YOUR INSTRUCTIONS — Look through the records that follow. Copy every line containing the word "marker".

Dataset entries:
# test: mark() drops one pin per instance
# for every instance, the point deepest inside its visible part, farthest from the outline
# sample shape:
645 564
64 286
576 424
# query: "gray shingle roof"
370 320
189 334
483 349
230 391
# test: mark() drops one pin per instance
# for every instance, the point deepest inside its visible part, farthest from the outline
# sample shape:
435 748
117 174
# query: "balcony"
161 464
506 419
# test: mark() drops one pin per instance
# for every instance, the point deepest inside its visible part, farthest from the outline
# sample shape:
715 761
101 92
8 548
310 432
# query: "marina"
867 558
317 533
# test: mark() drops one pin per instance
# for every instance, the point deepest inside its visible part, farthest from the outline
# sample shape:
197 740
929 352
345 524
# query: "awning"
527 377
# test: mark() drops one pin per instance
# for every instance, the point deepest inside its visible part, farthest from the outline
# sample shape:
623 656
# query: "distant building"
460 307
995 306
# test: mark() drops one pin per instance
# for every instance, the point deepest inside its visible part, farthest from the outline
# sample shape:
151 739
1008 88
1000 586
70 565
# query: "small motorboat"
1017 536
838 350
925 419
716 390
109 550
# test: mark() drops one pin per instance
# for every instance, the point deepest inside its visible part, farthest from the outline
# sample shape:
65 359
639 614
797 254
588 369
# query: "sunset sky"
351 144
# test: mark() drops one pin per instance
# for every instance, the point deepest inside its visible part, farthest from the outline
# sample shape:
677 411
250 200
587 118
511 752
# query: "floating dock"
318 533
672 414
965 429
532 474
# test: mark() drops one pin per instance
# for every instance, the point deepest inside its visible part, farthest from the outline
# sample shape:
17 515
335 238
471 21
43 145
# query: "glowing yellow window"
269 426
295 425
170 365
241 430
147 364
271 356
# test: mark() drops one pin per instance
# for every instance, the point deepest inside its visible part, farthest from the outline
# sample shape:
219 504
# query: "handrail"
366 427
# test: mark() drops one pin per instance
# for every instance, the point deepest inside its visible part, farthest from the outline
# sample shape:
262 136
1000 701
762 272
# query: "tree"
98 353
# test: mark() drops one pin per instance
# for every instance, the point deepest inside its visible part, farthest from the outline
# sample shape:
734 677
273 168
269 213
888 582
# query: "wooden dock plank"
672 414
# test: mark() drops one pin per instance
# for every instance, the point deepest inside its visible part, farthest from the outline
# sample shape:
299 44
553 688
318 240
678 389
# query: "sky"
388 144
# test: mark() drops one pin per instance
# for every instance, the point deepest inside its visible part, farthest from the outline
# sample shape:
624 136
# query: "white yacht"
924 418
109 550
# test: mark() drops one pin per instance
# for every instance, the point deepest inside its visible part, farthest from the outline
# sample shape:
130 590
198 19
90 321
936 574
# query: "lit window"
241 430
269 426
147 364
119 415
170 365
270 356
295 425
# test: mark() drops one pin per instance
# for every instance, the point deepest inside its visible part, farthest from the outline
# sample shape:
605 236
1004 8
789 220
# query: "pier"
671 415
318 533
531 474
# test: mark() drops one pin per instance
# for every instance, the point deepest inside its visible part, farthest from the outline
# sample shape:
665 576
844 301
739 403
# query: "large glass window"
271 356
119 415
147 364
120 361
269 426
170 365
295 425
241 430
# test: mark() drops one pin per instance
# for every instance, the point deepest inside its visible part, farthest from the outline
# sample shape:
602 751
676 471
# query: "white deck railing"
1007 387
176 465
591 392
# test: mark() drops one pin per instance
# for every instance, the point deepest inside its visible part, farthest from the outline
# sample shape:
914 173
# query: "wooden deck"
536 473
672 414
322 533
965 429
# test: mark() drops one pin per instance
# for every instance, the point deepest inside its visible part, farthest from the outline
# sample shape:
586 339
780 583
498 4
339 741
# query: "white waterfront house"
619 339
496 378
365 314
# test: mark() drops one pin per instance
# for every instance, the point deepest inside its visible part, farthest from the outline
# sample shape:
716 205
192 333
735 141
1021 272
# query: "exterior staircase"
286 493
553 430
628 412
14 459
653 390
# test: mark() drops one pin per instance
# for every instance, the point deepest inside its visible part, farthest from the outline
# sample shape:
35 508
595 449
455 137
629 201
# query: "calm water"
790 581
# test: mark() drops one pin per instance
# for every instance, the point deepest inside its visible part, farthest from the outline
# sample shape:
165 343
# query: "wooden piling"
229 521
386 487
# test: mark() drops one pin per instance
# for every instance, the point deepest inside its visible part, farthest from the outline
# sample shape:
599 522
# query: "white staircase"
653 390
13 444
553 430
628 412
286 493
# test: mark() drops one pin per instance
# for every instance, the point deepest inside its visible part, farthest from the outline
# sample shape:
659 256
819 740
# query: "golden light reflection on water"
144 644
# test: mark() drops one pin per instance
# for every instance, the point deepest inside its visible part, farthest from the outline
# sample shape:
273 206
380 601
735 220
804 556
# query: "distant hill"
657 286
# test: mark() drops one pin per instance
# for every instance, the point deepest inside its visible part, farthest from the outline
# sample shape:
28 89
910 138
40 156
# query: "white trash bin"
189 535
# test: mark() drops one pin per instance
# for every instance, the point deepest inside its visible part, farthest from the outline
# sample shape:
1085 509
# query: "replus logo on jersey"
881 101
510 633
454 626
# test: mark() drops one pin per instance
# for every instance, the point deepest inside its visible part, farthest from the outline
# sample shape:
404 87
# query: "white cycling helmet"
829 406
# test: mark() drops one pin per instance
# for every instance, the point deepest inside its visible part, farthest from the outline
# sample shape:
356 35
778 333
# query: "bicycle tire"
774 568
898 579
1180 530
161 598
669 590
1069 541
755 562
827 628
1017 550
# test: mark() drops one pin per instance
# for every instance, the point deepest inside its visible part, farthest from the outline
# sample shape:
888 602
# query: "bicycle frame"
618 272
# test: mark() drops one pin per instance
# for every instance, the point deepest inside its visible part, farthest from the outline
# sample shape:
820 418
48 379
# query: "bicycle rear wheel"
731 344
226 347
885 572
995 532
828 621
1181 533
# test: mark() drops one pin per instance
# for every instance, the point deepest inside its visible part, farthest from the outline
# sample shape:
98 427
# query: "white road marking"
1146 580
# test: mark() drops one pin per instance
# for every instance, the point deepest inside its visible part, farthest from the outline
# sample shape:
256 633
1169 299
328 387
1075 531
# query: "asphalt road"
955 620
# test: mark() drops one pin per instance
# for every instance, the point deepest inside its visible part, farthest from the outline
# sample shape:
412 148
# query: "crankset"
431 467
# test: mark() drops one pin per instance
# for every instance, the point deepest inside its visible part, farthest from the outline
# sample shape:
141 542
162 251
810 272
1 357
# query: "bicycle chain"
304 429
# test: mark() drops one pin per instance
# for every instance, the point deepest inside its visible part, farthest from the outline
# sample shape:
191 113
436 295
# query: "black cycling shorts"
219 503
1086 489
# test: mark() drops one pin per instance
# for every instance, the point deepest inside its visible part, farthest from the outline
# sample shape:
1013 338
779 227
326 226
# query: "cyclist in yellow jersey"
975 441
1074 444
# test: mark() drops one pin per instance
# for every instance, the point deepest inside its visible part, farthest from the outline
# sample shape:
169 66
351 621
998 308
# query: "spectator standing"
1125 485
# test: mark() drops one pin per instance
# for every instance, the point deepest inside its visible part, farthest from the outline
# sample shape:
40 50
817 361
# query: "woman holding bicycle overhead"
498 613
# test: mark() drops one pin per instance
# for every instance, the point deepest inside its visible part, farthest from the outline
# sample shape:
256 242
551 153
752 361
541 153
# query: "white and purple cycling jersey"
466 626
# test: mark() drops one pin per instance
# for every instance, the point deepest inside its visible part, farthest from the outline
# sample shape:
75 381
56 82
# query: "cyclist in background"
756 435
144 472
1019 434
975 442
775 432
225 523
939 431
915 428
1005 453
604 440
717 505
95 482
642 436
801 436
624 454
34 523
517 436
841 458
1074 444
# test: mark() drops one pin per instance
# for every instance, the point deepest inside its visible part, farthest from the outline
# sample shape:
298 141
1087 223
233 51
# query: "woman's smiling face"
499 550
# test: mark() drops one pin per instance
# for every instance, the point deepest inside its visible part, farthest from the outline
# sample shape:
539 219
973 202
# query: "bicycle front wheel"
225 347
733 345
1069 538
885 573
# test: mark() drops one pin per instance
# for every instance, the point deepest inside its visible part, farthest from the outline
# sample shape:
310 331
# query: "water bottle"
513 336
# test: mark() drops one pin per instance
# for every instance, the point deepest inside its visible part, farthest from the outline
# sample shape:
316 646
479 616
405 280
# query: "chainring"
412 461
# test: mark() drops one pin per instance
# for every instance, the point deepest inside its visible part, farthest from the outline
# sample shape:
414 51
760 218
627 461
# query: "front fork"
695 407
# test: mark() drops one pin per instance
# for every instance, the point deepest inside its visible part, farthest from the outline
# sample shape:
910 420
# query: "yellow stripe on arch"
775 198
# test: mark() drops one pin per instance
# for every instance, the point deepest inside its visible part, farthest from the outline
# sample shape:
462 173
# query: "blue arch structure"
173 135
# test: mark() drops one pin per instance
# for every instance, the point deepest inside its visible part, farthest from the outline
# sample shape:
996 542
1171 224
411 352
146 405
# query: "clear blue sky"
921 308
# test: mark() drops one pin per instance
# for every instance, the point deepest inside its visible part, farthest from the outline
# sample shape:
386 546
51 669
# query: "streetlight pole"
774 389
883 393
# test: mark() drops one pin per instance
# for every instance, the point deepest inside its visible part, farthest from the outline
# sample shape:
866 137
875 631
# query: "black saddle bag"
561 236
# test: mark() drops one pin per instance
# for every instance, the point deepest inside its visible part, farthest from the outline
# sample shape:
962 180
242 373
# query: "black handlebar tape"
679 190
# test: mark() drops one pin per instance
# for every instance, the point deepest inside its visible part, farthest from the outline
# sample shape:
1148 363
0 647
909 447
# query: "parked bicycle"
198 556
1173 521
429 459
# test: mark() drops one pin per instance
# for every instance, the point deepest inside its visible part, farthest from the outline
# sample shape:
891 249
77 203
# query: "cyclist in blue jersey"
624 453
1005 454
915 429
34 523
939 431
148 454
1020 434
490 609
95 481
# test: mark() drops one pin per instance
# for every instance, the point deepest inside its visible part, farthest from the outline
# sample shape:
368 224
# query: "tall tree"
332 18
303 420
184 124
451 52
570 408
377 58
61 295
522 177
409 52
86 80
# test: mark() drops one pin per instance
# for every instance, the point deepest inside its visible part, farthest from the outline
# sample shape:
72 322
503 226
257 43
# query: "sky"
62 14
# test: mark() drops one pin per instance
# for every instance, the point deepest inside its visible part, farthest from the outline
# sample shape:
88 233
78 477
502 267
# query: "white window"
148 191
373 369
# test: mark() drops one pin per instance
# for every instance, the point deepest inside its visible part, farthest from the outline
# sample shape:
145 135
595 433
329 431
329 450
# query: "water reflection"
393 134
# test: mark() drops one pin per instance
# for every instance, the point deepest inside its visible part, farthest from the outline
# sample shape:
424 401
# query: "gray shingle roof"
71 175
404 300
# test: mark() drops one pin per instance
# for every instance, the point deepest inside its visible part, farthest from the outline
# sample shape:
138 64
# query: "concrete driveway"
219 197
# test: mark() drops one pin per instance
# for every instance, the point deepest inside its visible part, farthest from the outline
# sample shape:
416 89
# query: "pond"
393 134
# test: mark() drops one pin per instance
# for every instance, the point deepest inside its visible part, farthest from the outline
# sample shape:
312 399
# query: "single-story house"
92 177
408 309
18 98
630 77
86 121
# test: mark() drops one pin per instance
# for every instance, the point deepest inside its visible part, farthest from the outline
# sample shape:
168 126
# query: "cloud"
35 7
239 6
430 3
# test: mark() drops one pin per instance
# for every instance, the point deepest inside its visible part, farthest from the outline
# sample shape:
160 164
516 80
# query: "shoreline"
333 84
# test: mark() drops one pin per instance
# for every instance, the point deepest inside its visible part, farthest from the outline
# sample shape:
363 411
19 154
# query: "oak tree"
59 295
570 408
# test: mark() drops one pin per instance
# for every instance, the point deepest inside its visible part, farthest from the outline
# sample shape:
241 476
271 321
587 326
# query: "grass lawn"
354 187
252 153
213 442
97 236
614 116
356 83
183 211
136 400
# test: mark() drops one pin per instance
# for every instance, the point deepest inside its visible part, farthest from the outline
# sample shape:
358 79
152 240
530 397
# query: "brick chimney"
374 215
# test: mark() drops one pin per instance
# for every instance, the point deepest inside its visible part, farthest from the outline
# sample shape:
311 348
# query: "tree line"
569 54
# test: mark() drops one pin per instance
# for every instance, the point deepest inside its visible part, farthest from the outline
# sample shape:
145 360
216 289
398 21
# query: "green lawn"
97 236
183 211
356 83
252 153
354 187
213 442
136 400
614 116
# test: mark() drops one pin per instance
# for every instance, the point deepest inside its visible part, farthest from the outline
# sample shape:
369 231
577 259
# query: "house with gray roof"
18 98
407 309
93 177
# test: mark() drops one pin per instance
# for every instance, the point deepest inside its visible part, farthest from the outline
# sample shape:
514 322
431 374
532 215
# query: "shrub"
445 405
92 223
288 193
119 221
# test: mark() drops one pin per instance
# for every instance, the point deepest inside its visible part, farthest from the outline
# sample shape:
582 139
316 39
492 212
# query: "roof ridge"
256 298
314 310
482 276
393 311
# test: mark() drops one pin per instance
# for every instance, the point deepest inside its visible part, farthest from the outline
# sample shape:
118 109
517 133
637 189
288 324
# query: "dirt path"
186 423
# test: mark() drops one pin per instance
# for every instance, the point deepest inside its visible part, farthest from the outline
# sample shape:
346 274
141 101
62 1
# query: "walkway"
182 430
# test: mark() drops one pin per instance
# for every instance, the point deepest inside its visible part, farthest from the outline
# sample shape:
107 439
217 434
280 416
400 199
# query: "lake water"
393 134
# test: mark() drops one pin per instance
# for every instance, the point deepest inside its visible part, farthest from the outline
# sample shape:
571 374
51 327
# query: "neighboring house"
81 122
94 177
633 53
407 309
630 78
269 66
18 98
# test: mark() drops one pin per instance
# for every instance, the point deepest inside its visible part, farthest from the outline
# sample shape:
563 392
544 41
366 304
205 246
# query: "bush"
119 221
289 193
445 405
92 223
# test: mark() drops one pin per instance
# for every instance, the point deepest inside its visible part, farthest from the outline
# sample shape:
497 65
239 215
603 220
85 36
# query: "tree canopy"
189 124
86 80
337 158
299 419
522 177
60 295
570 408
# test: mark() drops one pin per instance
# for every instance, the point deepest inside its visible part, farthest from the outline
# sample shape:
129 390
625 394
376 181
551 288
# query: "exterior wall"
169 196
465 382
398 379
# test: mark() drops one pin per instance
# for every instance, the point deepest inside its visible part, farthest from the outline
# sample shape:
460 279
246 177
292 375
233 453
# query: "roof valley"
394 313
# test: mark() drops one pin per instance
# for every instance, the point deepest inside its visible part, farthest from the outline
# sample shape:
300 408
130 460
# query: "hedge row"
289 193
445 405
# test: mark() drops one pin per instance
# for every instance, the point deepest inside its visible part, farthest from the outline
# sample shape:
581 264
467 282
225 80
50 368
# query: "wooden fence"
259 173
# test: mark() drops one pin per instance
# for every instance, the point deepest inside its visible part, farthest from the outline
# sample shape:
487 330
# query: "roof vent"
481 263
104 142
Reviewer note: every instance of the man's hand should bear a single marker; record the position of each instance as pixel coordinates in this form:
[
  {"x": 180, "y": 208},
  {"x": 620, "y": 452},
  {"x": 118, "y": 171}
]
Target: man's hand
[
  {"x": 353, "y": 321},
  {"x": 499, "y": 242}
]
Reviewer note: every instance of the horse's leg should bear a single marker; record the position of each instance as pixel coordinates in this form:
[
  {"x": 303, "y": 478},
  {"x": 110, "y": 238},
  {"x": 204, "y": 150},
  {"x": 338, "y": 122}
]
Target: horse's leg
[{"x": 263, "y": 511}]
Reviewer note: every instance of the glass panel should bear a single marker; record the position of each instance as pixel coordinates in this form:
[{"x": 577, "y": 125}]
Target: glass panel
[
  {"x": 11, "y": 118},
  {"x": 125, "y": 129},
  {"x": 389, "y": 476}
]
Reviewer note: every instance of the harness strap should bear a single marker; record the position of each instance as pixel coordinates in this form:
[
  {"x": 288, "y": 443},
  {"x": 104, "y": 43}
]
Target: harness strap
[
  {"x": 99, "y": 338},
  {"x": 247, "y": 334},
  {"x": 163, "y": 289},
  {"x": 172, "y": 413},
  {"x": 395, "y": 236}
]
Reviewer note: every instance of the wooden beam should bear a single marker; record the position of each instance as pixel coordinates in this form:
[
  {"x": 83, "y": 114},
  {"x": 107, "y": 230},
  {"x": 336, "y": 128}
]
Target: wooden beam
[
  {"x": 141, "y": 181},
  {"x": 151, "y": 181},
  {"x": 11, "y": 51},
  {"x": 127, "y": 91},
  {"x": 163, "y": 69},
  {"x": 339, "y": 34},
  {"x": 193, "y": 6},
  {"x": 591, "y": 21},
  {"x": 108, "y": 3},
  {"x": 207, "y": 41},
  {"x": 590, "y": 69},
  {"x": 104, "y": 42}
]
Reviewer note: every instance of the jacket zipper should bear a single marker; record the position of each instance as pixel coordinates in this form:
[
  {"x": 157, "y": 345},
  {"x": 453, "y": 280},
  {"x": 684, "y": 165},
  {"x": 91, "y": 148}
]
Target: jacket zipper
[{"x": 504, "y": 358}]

EXERCISE OUTPUT —
Reviewer note: every instance of the man's hand should bear a single marker; record the position of each instance as pixel coordinates in this form:
Reviewer note: every instance of the horse's leg should bear a single marker; record the position of each instance as pixel coordinates in this form:
Reviewer note: every instance of the glass panel should bear a single marker; record the position of each instance as pixel coordinates in this form:
Reviewer note: every instance of the harness strap should bear a single marker; record the position of each instance as pixel coordinates in this form:
Reviewer note: every instance of the wooden beam should bear a single marker; record the position of each instance as pixel coordinates in this form:
Reviewer note: every instance of the jacket zipper should bear a single marker; record the position of each instance as pixel coordinates in this form:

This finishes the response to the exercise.